--- start of SUPPLIED MATERIAL ---

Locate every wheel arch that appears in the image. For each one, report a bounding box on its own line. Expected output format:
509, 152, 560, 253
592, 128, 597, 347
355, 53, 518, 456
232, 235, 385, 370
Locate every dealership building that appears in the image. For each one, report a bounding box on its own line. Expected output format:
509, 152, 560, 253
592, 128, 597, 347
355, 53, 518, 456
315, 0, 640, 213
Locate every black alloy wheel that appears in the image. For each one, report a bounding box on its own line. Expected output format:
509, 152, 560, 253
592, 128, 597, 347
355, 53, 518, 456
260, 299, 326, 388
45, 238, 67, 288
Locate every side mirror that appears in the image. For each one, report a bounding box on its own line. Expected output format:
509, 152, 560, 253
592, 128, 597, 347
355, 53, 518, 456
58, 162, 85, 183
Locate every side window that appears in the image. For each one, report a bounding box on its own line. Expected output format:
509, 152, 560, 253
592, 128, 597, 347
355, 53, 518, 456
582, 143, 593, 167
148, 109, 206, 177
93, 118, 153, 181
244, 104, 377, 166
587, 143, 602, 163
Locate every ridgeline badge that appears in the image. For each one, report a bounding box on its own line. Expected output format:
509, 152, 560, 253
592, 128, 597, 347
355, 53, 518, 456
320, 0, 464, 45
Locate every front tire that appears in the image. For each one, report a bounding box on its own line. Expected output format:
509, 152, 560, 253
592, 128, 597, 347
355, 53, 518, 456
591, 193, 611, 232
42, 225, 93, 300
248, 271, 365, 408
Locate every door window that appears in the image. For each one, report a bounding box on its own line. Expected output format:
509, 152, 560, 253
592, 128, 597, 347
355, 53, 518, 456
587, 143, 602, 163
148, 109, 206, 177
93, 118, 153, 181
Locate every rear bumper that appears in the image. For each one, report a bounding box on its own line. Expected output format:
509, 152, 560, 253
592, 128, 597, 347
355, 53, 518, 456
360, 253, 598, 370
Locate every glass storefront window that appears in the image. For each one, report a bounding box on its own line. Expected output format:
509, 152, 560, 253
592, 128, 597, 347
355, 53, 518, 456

--- end of SUPPLIED MATERIAL ---

-- AIM OF THE EXERCISE --
Reproduce exactly the lines from the one containing "Locate every side mirror" through the last line of the records above, including both, and nothing else.

-- RESPONSE BELOW --
Locate every side mirror that appears in the image. For each one, report a bounding box on its own line. Expected output format:
509, 152, 560, 253
592, 128, 597, 347
355, 53, 518, 456
58, 162, 85, 183
Locate every side window that appears in the image. For each one, report a bounding box on its own line. Expected output format:
509, 152, 560, 253
592, 128, 597, 347
355, 53, 518, 456
582, 143, 593, 167
148, 109, 206, 177
93, 118, 153, 181
244, 104, 377, 166
587, 143, 602, 163
Locate every ridgeline badge that appears in the image. For each one, report a bounding box on its own line. Expected output format:
509, 152, 560, 253
592, 128, 597, 347
355, 53, 518, 456
320, 0, 464, 45
Locate every front tire that appears in the image. For each one, report a bounding box on its own line. Expected output format:
509, 152, 560, 253
592, 128, 597, 347
355, 53, 518, 456
591, 193, 611, 232
42, 225, 93, 300
248, 271, 365, 408
Locate every door window that appears in the image. For each one, report a bounding box on its own line. Expected output format:
509, 152, 560, 253
592, 128, 597, 347
355, 53, 518, 456
587, 143, 602, 163
148, 109, 206, 177
93, 118, 153, 181
Locate every rear bumper that appears in the image. For each one, report a bounding box on its own line. Expected output format:
509, 152, 560, 253
592, 128, 597, 347
355, 53, 518, 456
360, 253, 598, 370
Locate every glass storefront window that appears in the image. For each one, report a bounding box on its own line. Expected output format:
509, 152, 560, 253
592, 128, 597, 347
355, 53, 518, 456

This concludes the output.